** START OF EXTRACT PROVIDED **

The PT-103 class, 80-foot Elco motor torpedo boat was constructed with two layers of mahogany planking laid diagonally over laminated spruce, white oak, and mahogany frames, and reinforced with longitudinal battens, secondary transverse frames, and clamps. A layer of airplane fabric, impregnated with marine glue, was ironed on between the two layers of planking. The result was a light, strong hull, resilient enough to stand up in heavy seas. Navy specifications called for a "hard chine stepless bottom... with lines formed with a view to minimizing stress on the hull .... The lines shall also be formed to insure easy manuevering of the boat and a small turning circle at full speed.... The sides shall flare outward from chine to gunwale." Constructed to the standard dimensions of the Elco-type PT boat is 80 feet long, with a 20-foot beam and a 5.6-foot draft. When fully loaded Elco PT displaced 55 tons.

Below decks, the Elco PT is divided into several compartments. Farthest aft is the lazjarette, used for stowing spare engine parts and 5 gallon cans of oil. Next is the engineroom, followed by the crew's day room, which holds two bunks. The boat's gas tanks are below the day room. Forward of the day room are two officers' cabins to port, separated by a head. In the same space, to starboard, are the wardroom, armory, and galley. Forward of these compartments are the crew's quarters, which also served as the crew's mess, with bunks, lockers, and table.

Forward of the crew's quarters is a small compartment that serves as a passage to the crew's head and the forepeak. This passage was used to stow lifejackets and other gear. A ladder from the wardroom leads to the charthouse, which houses the radio room and radarscope. The ladder continues to the cockpit on deck.

The Elco PT was powered by three Packard 4M-2500 Marine engines specially designed for PT boat use. The 4M-2500 is a liquid cooled, supercharged, 12 cylinder...engine operating on a 4 stroke cycle. It is normally furnished as a complete marine power plant with a direct connected reverse gear in which is embodied a double cone type clutch and positive forward drive. The engines each drove a single screw to develop a maximum horsepower of 4,050. The boat carried 3,000 gallons (9 tons) of high octane (100) aviation fuel in the tanks that gave it a maximum cruising radius of 500 miles. The maximum speed of the boat was rated at 40 knots, though most PTs, hampered by difficult maintenance and fouled hulls, often operated below 30 knots. The engines were equipped with mufflers that exhausted into the water to permit a quiet approach on enemy vessels or positions.

Almost all surviving Elco PTs were disposed of shortly after V-J Day. One Elco boat, PT 617, survives at Battleship Cove, Fall River, Massachusetts. The interior spaces on PT 617 were carefully restored and furnished. The original bulkheads, wardroom benches, crew's quarters lockers, and heads were retained. The vessel appears combat ready and is fully outfitted. The boat is painted in a camouflage scheme found in the Southwest Pacific and the Philippines during the war; the grey hull gives way to a mottled blue-green superstructure that blended with the jungle shores of the islands. Meticulously restored and well-maintained, PT 617 possesses remarkable integrity as befits the boat's rble as sole survivor of the predominant type of the PT class of warship.

** END OF EXTRACT PROVIDED **
** START OF RECORDS SUPPLIED **

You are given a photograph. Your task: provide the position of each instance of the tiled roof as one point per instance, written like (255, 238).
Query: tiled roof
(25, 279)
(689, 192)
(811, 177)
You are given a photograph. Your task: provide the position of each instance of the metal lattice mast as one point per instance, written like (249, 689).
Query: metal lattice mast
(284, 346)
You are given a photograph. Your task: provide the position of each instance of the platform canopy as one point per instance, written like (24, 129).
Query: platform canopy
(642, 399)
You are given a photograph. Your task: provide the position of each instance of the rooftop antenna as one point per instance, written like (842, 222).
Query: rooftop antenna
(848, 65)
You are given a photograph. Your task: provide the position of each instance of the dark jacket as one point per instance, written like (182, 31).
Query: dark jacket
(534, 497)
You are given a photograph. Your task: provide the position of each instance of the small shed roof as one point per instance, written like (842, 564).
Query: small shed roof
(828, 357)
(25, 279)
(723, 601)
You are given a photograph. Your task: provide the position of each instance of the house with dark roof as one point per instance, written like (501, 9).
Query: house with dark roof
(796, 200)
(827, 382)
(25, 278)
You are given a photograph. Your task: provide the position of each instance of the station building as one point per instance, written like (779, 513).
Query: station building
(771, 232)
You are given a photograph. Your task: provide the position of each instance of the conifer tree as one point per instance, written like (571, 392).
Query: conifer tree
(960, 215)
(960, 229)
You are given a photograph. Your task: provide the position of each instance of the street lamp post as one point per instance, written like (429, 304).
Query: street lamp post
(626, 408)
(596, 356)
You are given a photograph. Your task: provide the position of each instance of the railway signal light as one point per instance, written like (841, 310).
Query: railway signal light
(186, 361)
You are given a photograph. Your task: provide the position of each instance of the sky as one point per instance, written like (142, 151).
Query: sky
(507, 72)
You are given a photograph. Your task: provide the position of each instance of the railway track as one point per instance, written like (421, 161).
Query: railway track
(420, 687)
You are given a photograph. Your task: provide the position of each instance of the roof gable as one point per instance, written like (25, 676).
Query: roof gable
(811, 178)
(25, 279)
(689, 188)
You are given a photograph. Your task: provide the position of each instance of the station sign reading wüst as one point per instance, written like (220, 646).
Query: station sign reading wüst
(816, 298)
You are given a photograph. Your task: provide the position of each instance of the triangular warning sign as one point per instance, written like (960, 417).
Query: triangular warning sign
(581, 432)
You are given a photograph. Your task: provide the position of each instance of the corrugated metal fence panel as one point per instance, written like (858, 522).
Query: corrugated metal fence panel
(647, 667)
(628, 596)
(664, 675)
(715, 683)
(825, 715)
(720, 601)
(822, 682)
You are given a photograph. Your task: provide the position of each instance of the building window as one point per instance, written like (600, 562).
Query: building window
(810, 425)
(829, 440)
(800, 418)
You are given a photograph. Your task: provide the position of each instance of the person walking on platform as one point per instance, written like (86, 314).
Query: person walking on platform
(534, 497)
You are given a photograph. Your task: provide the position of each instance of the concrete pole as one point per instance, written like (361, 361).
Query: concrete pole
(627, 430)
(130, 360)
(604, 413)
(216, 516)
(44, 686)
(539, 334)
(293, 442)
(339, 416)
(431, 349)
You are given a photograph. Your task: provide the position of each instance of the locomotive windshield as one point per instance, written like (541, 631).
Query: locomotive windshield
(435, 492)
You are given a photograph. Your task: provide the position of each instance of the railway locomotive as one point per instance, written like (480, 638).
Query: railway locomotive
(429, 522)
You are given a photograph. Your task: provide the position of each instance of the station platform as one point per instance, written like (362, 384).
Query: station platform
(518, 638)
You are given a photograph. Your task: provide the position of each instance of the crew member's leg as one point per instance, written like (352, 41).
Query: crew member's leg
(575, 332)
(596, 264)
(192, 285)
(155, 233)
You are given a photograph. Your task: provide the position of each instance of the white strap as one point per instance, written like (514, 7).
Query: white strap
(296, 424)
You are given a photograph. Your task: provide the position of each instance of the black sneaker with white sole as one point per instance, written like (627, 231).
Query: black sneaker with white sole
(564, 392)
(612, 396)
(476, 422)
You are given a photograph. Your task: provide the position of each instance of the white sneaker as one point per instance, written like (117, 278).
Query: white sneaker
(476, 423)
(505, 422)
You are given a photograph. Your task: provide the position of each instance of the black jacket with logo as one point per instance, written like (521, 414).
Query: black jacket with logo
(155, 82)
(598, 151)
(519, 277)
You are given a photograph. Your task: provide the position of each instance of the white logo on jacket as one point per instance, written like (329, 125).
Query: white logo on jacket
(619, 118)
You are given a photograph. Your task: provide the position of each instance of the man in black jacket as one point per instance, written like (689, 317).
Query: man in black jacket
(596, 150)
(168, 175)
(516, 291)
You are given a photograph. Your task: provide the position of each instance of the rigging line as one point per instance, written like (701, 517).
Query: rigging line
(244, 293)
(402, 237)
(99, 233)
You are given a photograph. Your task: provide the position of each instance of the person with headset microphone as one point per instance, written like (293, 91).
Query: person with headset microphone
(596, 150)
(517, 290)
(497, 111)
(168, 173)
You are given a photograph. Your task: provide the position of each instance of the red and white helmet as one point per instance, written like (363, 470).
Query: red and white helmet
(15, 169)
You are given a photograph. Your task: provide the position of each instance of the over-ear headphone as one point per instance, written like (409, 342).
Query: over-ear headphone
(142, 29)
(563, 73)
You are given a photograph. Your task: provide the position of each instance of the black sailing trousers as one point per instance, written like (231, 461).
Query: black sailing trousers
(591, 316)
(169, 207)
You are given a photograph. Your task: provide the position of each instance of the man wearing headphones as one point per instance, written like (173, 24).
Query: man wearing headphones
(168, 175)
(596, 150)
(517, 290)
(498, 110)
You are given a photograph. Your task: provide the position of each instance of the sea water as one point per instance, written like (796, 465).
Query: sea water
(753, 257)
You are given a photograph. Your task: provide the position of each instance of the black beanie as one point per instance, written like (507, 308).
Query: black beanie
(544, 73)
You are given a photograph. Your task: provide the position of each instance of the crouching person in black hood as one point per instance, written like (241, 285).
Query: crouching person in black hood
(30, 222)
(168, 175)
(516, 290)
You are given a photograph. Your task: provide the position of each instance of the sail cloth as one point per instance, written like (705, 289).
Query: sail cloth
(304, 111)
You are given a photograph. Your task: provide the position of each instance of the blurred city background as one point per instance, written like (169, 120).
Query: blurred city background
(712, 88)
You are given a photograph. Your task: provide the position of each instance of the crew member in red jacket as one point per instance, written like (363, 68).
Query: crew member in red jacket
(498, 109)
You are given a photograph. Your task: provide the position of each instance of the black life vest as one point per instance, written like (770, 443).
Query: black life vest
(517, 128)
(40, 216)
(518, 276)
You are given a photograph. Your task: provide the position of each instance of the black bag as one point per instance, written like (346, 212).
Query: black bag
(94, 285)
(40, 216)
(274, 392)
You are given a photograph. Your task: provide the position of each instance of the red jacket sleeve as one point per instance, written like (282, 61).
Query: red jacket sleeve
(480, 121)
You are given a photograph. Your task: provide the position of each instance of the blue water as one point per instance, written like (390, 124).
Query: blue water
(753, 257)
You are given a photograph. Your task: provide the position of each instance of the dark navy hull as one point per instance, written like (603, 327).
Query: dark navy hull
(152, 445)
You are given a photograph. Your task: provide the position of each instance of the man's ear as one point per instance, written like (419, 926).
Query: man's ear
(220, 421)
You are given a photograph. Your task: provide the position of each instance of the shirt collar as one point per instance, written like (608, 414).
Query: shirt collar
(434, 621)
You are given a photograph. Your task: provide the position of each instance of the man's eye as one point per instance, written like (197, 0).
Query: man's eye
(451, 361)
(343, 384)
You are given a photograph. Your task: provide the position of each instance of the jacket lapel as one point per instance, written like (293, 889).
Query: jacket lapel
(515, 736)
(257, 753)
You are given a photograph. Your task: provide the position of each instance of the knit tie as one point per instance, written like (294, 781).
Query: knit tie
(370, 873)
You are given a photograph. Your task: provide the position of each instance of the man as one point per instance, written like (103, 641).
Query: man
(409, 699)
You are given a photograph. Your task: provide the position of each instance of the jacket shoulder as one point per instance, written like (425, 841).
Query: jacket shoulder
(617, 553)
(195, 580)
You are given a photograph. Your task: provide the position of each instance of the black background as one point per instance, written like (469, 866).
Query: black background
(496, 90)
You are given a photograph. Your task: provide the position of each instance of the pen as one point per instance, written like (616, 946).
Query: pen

** END OF RECORDS SUPPLIED **

PROMPT 1:
From the passage on the Elco PT boat, list every original fitting that was kept aboard PT 617 during its restoration.
PROMPT 2:
Rewrite the section of the passage on the Elco PT boat that opens with the words containing "The Elco PT was" and closes with "vessels or positions.". Change "mufflers" to "silencers".

EXERCISE OUTPUT 1:
- Original bulkheads
- Wardroom benches
- Crew's quarters lockers
- Heads

EXERCISE OUTPUT 2:
The Elco PT was powered by three Packard 4M-2500 Marine engines specially designed for PT boat use. The 4M-2500 is a liquid cooled, supercharged, 12 cylinder...engine operating on a 4 stroke cycle. It is normally furnished as a complete marine power plant with a direct connected reverse gear in which is embodied a double cone type clutch and positive forward drive. The engines each drove a single screw to develop a maximum horsepower of 4,050. The boat carried 3,000 gallons (9 tons) of high octane (100) aviation fuel in the tanks that gave it a maximum cruising radius of 500 miles. The maximum speed of the boat was rated at 40 knots, though most PTs, hampered by difficult maintenance and fouled hulls, often operated below 30 knots. The engines were equipped with silencers that exhausted into the water to permit a quiet approach on enemy vessels or positions.